* Page extract
I've realized from many of my classes where we talk about about sex or sex related topics that people don't really understand how contraceptives work or how to have safe sex. A lot of people I've talked to told me their sex education consisted of either their teacher teaching abstinence, or that they only briefly talked about condoms but did not discuss any other prevention methods. From what I remember, in both middle school and high school we learned about condoms and sexually transmitted diseases like HIV, and in high school they also taught us about methods of birth control, but they really didn't talk about much else. For examples dental dams, other kinds of contraceptives, that you can't use two of the same kind of contraception, how to have safe sex if you are gay, or abortion.
Sheltering our children from sex is dangerous because we have teens who are doing things without really understanding what they are doing. As much as we want to believe that by scaring our children about sex that they won't be curious, that is not the case. While I understand that we do not want to encourage our teens to have sex, by teaching abstinence, we are only endangering them because they will get curious, and they might end up getting themselves in trouble with pregnancy or even worse they may contract sexually transmitted diseases. And teaching only heterosexual safe sex education is also dangerous because those who are not part of the "norm" don't know if these rules apply to them, and have absolutely no clue about what they are doing, or who to go to because they are different.

* Work task
Print everything in the sex education text from "I've realized from" down to "gay, or abortion.", copied word for word.

* Data shown
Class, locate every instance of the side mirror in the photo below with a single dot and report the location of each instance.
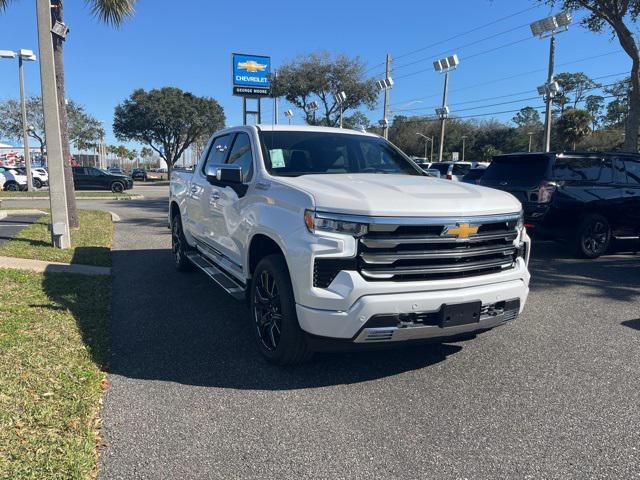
(231, 174)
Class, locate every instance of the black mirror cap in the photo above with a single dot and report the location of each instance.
(225, 174)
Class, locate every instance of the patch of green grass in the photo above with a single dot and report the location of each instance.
(90, 244)
(53, 351)
(81, 194)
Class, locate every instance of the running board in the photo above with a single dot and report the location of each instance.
(228, 283)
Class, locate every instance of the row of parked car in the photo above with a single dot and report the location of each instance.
(587, 200)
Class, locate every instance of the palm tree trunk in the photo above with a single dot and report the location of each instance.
(58, 57)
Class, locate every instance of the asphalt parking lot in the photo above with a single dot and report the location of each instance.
(553, 395)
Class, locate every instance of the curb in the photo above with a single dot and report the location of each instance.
(129, 197)
(51, 267)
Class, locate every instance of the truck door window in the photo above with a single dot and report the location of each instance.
(242, 155)
(218, 151)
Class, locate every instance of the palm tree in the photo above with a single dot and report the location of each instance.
(111, 12)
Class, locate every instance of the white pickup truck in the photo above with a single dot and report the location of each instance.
(336, 238)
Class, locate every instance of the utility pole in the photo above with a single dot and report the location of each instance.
(464, 137)
(59, 227)
(443, 115)
(25, 125)
(549, 96)
(387, 95)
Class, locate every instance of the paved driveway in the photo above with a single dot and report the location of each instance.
(553, 395)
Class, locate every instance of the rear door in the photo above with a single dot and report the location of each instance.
(519, 175)
(201, 195)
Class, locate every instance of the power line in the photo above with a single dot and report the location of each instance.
(509, 77)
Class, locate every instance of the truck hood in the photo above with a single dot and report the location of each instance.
(401, 195)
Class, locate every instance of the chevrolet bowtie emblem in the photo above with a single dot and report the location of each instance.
(460, 230)
(252, 66)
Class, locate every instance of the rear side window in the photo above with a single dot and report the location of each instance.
(461, 169)
(584, 169)
(632, 166)
(516, 169)
(241, 155)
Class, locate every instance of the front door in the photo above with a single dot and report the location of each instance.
(229, 201)
(201, 195)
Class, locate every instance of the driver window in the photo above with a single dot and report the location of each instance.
(242, 155)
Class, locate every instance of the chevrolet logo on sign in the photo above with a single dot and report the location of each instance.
(459, 230)
(252, 66)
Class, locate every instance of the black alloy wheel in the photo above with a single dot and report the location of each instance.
(594, 236)
(267, 311)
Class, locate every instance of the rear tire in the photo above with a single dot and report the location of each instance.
(179, 246)
(593, 237)
(273, 313)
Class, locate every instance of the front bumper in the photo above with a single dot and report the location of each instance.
(352, 323)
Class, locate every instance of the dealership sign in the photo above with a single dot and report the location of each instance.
(251, 75)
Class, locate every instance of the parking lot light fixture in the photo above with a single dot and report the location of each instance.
(444, 65)
(288, 114)
(550, 27)
(340, 98)
(426, 142)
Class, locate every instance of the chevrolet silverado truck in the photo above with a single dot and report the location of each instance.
(336, 238)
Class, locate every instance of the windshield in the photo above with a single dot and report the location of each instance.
(443, 168)
(293, 154)
(516, 169)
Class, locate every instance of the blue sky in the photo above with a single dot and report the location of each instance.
(188, 44)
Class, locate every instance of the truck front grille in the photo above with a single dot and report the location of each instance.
(427, 252)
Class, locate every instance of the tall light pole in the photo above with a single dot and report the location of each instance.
(550, 27)
(29, 56)
(60, 234)
(385, 86)
(427, 139)
(444, 65)
(340, 98)
(464, 137)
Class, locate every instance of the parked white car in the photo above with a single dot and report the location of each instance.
(336, 238)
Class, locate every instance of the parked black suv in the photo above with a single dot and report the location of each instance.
(584, 198)
(90, 178)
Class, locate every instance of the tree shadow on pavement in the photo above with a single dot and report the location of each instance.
(179, 327)
(615, 276)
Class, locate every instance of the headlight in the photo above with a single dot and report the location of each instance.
(327, 223)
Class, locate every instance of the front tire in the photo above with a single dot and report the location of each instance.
(179, 246)
(273, 312)
(593, 237)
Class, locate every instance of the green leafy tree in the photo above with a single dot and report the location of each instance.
(616, 16)
(573, 126)
(318, 77)
(84, 129)
(113, 12)
(168, 120)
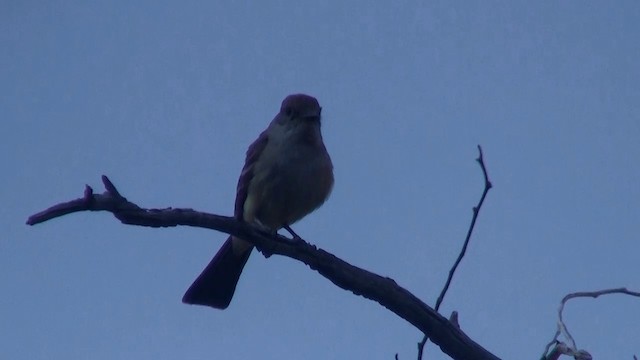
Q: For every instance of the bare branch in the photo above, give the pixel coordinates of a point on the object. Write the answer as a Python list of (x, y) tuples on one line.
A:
[(572, 349), (383, 290), (463, 251)]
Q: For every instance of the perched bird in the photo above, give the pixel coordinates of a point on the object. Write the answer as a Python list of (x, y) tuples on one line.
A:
[(287, 174)]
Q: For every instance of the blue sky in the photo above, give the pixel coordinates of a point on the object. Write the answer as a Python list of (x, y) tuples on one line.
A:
[(165, 97)]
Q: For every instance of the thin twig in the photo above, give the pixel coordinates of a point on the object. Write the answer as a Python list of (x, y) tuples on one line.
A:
[(383, 290), (476, 211), (572, 348)]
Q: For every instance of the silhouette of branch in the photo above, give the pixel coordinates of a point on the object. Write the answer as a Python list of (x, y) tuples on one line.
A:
[(560, 348), (383, 290), (463, 251)]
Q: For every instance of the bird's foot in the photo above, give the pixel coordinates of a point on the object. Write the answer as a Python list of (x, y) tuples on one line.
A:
[(293, 233)]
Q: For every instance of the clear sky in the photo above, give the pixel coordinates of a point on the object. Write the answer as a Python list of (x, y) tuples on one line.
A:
[(165, 97)]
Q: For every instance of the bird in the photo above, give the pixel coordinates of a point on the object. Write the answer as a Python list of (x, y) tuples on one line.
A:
[(287, 174)]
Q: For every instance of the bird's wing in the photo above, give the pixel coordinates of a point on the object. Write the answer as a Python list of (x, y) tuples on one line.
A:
[(253, 154)]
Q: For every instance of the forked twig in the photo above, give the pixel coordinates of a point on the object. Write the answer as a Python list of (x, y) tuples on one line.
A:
[(361, 282), (572, 349), (463, 251)]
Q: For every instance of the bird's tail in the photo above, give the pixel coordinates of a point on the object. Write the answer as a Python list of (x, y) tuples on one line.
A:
[(217, 282)]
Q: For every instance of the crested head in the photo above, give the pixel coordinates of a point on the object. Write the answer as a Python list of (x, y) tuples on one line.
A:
[(300, 105)]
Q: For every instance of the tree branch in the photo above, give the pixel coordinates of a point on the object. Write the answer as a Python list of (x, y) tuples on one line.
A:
[(383, 290), (560, 348), (463, 251)]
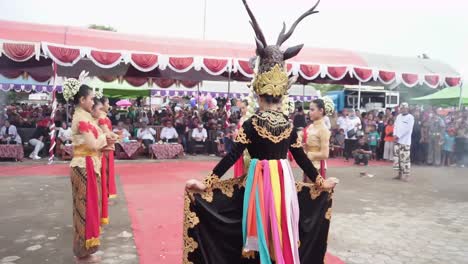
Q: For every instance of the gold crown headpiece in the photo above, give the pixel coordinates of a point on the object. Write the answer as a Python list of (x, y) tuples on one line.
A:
[(271, 78)]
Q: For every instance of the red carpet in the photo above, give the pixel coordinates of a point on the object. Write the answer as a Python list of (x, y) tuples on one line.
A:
[(154, 194)]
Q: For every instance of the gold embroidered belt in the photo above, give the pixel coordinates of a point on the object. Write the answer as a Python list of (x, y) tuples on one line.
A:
[(82, 151)]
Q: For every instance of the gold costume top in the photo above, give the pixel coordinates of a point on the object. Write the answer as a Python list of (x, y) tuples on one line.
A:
[(86, 139), (318, 142), (105, 125)]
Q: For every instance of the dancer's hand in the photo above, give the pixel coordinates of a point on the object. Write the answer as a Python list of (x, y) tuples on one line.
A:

* Written solution
I've realized from many of my classes where we talk about about sex or sex related topics that people don't really understand how contraceptives work or how to have safe sex. A lot of people I've talked to told me their sex education consisted of either their teacher teaching abstinence, or that they only briefly talked about condoms but did not discuss any other prevention methods. From what I remember, in both middle school and high school we learned about condoms and sexually transmitted diseases like HIV, and in high school they also taught us about methods of birth control, but they really didn't talk about much else. For examples dental dams, other kinds of contraceptives, that you can't use two of the same kind of contraception, how to have safe sex if you are gay, or abortion.